> TEXTAUSSCHNITT:
· · ·

Mit unserem Reisebus aus Neuruppin kommend besuchen wir in dessen eingemeindeten, an der Lanke gelegenen Ortsteil Wuthenow, die klassizistische Schinkelkirche des 19. Jahrhunderts. An warmen Sommerabenden genießen wir den dortigen Sonnenuntergang und den fabelhaften Blick über den Ruppiner See auf die gegenüber liegende Neuruppiner Stadtsilhouette mit ihren beiden neogotischen Türmen der früheren Dominikanerklosterkirche Sankt Trinitatis.
Nicht nur versierten Kennern der Werke Theodor Fontanes, sondern auch allgemein Bewanderten in der Literatur des poetischen Realismus aus der zweiten Hälfte des 19. Jahrhunderts wird Fontanes ‚Schach von Wuthenow’1 – Erzählung aus der Zeit des Regiments Gensdarmes – ein gut vertrauter Begriff sein. Allerdings suchen burschikose, extra nach Wuthenow angereiste Touristen das von Fontane hervorragend beschriebene, aber trotzdem fiktive Schloss seiner Meistererzählung vergebens. Dennoch stand der 1993 in die Kreisstadt Neuruppin eingemeindete Ortsteil Wuthenow am Ufer der in der sorbischen Sprache mit ‚Wiese’ oder ‚Sumpf’, (Łuka) bezeichneten Lanke namengebend Pate für Fontanes Erzählung ‚Schach von Wuthenow’. Auf der anderen Seite werden etwas enttäuschte Ausflügler in dem seit 1319 existierenden ‚Wotenowe’ – wenn sie nun schon einmal dort sind – mit der Möglichkeit eines sie bereichernden Besuchs einer klassizistischen Dorfkirche, der Schinkelkirche, entschädigt, deren Entwurf von keinem geringeren als dem einstmals gefeierten Neuruppiner Architekten, dem Erbauer des großartigen Berliner Schauspielhauses Karl Friedrich Schinkel höchstpersönlich stammt.

· · ·

> BEREITGESTELLTES MATERIAL:
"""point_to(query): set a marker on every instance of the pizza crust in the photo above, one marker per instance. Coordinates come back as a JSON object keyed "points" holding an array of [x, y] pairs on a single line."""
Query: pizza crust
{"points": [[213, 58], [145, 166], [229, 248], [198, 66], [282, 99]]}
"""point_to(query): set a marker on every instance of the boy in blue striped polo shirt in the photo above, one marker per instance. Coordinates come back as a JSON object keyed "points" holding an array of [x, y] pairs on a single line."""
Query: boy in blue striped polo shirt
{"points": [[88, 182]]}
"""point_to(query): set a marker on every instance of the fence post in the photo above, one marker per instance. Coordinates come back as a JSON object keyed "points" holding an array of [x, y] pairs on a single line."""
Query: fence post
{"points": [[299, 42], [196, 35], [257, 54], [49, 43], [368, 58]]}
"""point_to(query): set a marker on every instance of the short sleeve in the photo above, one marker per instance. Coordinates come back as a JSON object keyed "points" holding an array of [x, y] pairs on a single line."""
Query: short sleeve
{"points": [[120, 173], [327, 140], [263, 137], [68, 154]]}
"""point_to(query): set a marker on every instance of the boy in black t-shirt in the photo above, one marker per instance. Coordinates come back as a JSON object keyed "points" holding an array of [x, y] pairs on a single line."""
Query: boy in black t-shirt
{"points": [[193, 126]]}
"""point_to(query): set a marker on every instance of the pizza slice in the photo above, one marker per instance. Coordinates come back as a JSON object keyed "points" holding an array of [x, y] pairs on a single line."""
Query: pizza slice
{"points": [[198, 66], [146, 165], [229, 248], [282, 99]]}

· · ·

> AUFGABENSTELLUNG 1: Wiederholen Sie aus dem Text über Wuthenow wortgetreu den Abschnitt, beginnend bei „Mit unserem Reisebus“ und endend bei „Dominikanerklosterkirche Sankt Trinitatis.“.
> AUFGABENSTELLUNG 2: Nehmen Sie den Text über Wuthenow wieder auf und führen Sie ihn im Anschluss an seinen letzten Satz fort.
Die Zeilen werden für die Bearbeitung nicht benötigt.

> LÖSUNG 1:
Mit unserem Reisebus aus Neuruppin kommend besuchen wir in dessen eingemeindeten, an der Lanke gelegenen Ortsteil Wuthenow, die klassizistische Schinkelkirche des 19. Jahrhunderts. An warmen Sommerabenden genießen wir den dortigen Sonnenuntergang und den fabelhaften Blick über den Ruppiner See auf die gegenüber liegende Neuruppiner Stadtsilhouette mit ihren beiden neogotischen Türmen der früheren Dominikanerklosterkirche Sankt Trinitatis.

> LÖSUNG 2:
Die Schinkelkirche des 19. Jahrhunderts
Mit dem 1836 symbolisch ausgeführten ersten Spatenstich wurde mit der Errichtung der bereits vierten Sankt Petri geweihten Dorfkirche auf dem Wuthenower Lankeberg begonnen. Architektonisch konzipiert wurde sie von der Berliner Oberbaudeputation, der höchsten Baubehörde Preußens, deren Direktor der legendäre Baumeister Schinkel selbst war. Dementsprechend ist die „Schinkelkirche“ im charakteristischen Rundbogenstil des 19.Jahrhunderts gehalten. Irrtümlicherweise steht noch heute in zahllosen Fachartikeln geschrieben, dass die praktische Leitung zur technischen Konstruktion der Schinkelkirche in den Händen vom ‚Baukondukteur’, dem Baubeamten Friedrich Wilhelm Jacobi gelegen haben soll. Inzwischen gilt es aufgrund eines aufgefundenen Schriftwechsels zwischen Jakobi und Schinkel aber als gesichert, dass der ursprüngliche Bauplan der Kirche als klassizistischer Putzbau mit einem dominierenden Mittelturm doch von Meister Schinkel eigenhändig angefertigt worden sein muss. Schließlich wurde 1837 die neue Schinkelkirche fertiggestellt, die entgegen anderer brandenburgischer Gotteshäuser keine der sonst üblichen Ost-West-Richtungen aufweist, sondern die praktischerweise parallel zur Wuthenower Dorfstraße errichtet worden war.
Belege und Rechnungen verdeutlichen uns, dass der nunmehr vierte Kirchenbau in der heute über 700 Jahre alten märkischen Gemeinde jener damals die stattliche Summe von 3.977 Taler gekostet hatte und dass noch einmal 3.339 zusätzliche Taler für die Konstruktion des markanten Hauptturmes ausgegeben werden mussten.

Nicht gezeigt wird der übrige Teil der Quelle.